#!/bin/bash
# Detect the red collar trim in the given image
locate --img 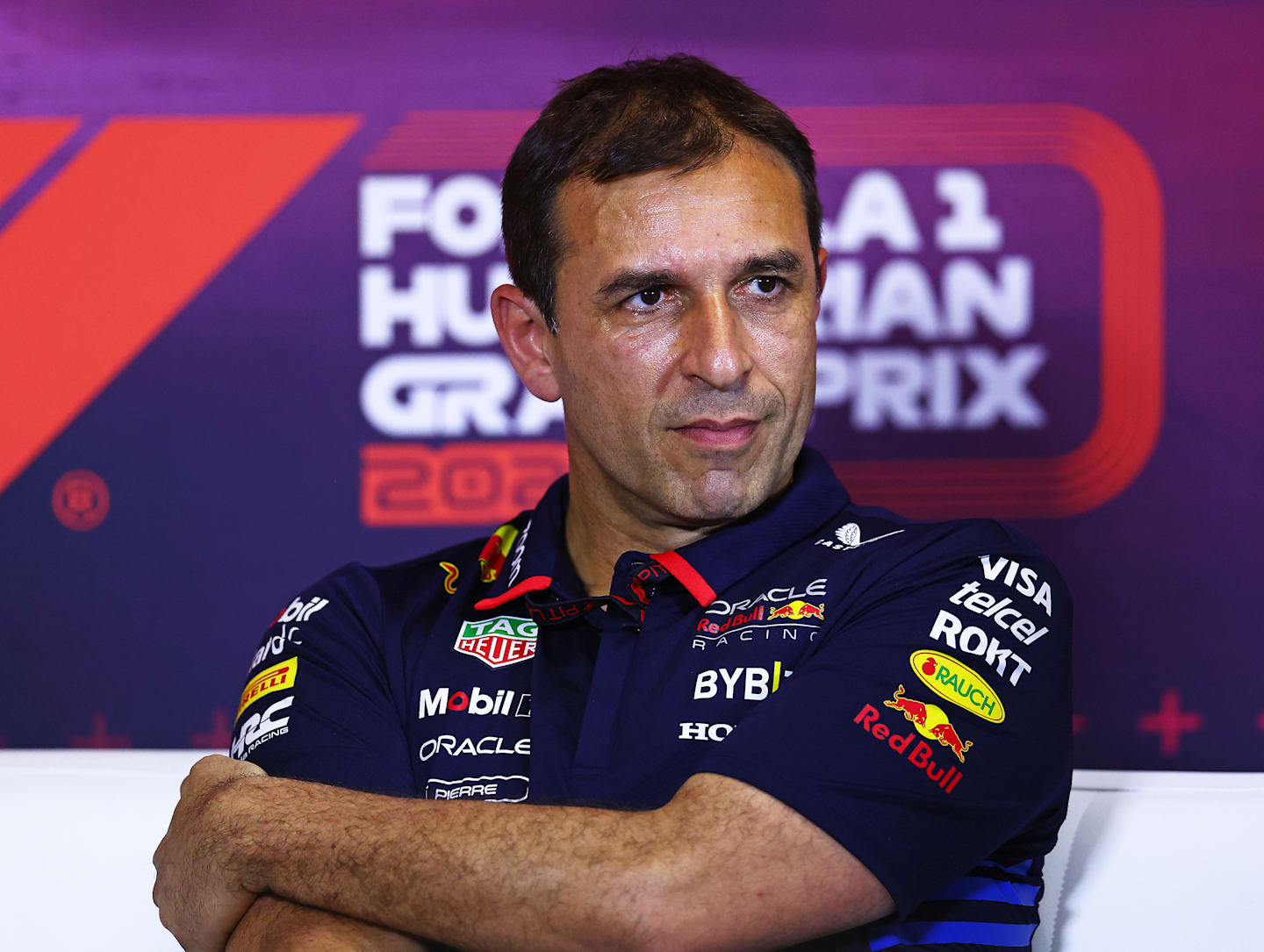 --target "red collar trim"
[650,553,715,608]
[474,576,552,612]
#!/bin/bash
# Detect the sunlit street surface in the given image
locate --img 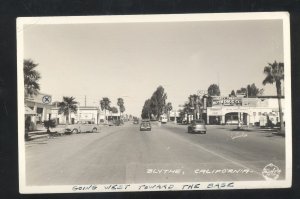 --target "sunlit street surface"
[25,122,285,186]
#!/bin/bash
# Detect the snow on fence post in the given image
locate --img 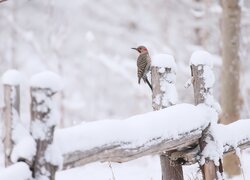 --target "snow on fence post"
[151,54,184,180]
[2,69,21,167]
[30,72,61,180]
[190,51,222,180]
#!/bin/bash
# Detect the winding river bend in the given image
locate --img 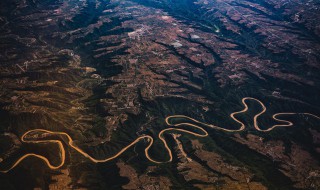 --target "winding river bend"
[0,97,320,173]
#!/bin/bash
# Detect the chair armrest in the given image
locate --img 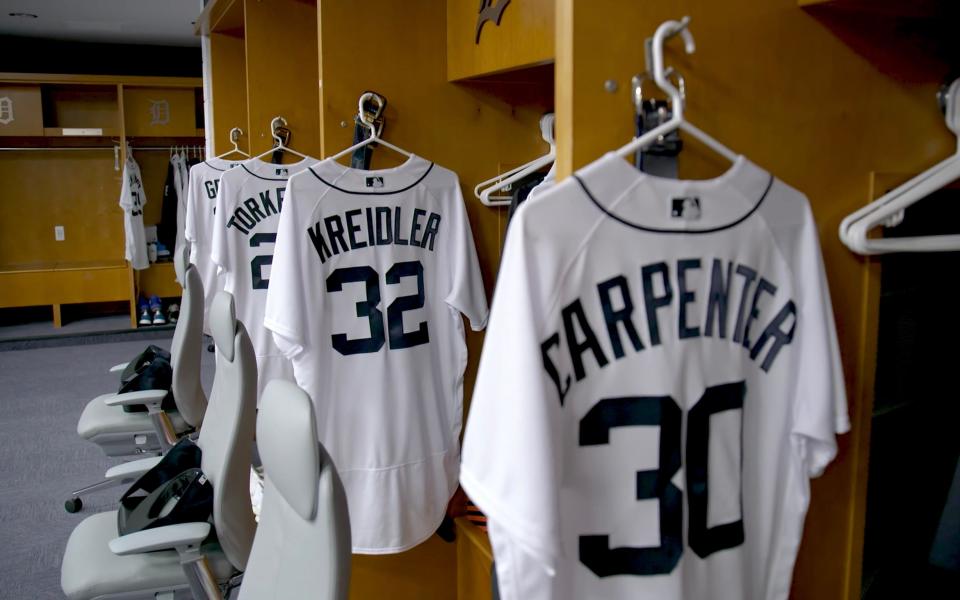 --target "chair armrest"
[103,390,167,408]
[103,456,163,480]
[109,522,210,556]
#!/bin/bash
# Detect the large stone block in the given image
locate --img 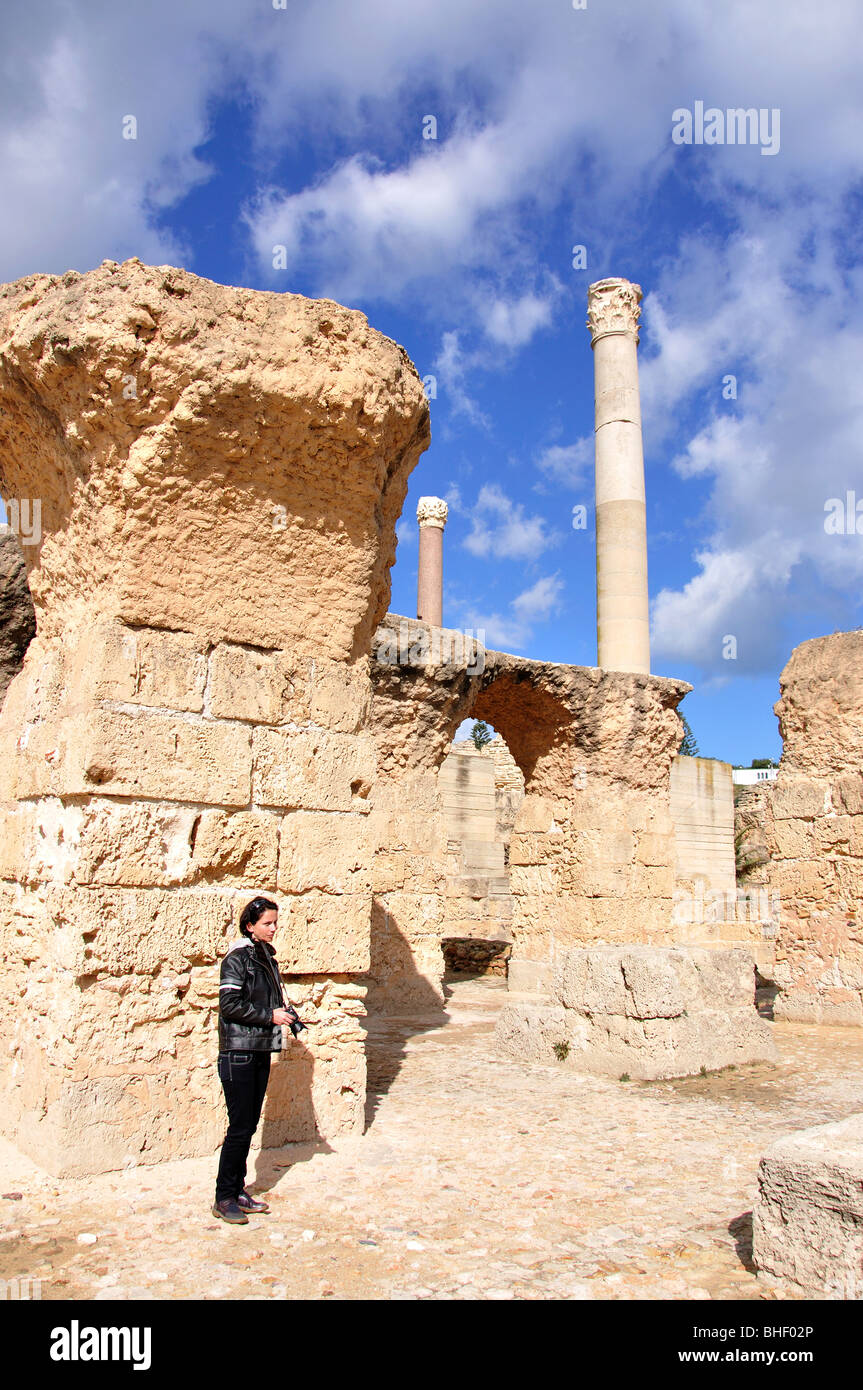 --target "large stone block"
[11,709,252,806]
[496,947,775,1080]
[278,810,369,894]
[309,657,371,734]
[85,623,207,713]
[771,777,825,820]
[752,1115,863,1300]
[247,728,375,812]
[210,642,309,724]
[278,891,371,974]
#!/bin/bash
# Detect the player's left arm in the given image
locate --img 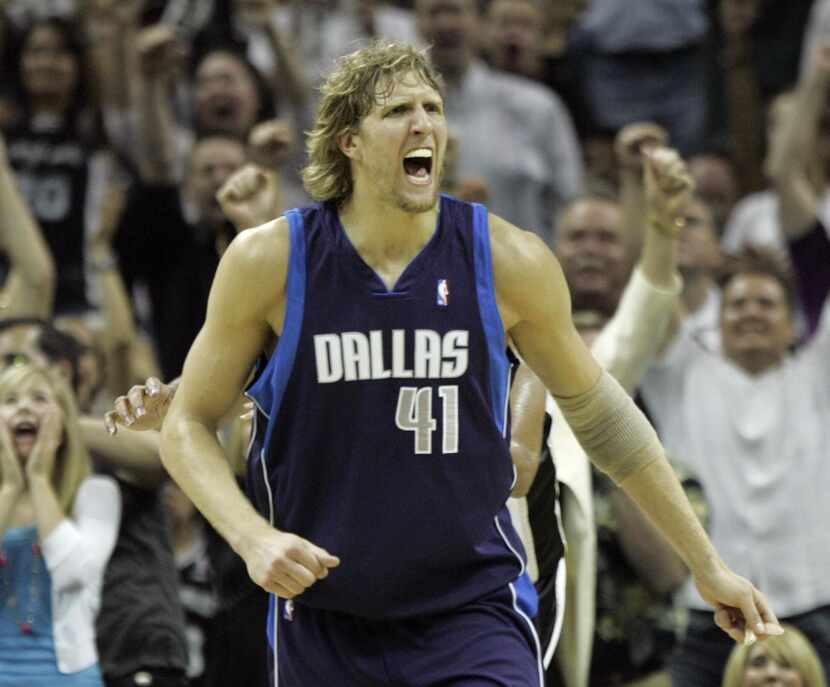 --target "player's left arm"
[510,364,545,497]
[490,220,779,640]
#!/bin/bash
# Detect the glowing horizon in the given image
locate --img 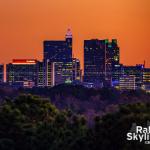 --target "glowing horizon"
[0,0,150,67]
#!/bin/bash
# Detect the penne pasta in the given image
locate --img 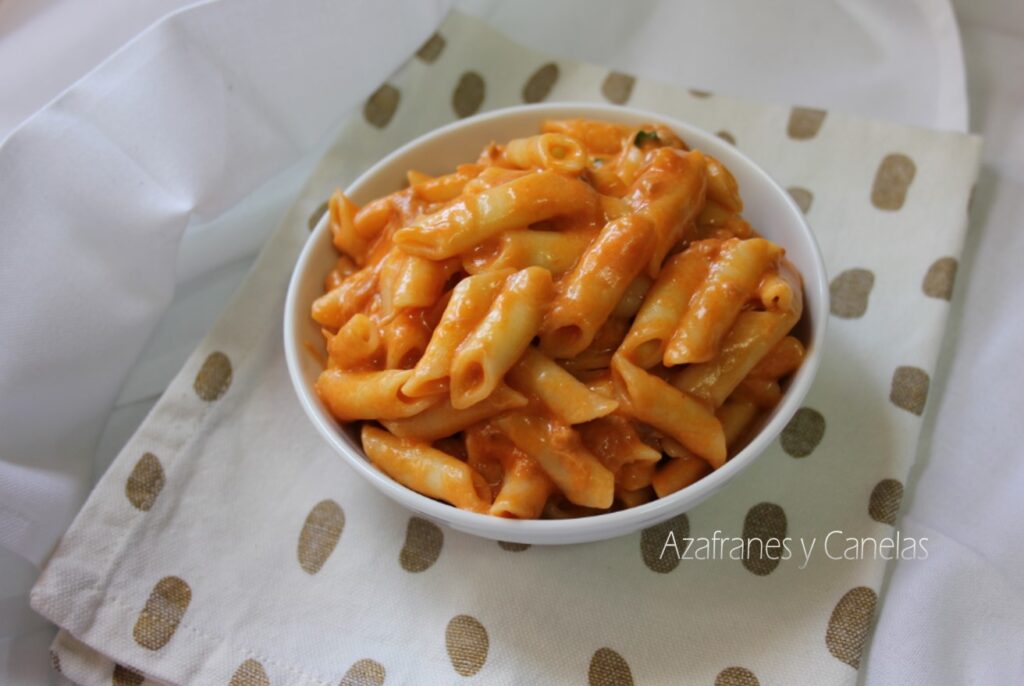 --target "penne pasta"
[650,455,712,498]
[665,239,781,367]
[621,241,719,370]
[611,354,726,469]
[381,386,528,440]
[751,336,807,379]
[451,267,552,410]
[495,413,615,508]
[507,347,618,424]
[316,370,436,422]
[393,171,598,260]
[505,133,587,174]
[577,414,662,473]
[627,147,708,278]
[306,119,806,519]
[327,312,384,371]
[362,425,490,512]
[541,215,655,357]
[382,309,430,370]
[715,400,758,448]
[310,266,379,330]
[672,282,803,408]
[401,270,512,397]
[463,228,594,275]
[466,424,555,519]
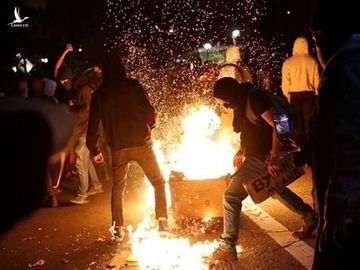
----
Task directions →
Return every line of the listing above that contains the word "Detect".

Task solution →
# Detect the red collar trim in the given image
# Detect the sunlit street surface in the given image
# Detect the snow on fence post in the given image
# Detect the winding river bend in the given image
# Detect the chair armrest in the given image
# Detect the large stone block in the given image
# Detect the player's left arm in the given image
# Detect the glowing horizon in the given image
# Detect the penne pasta in the given image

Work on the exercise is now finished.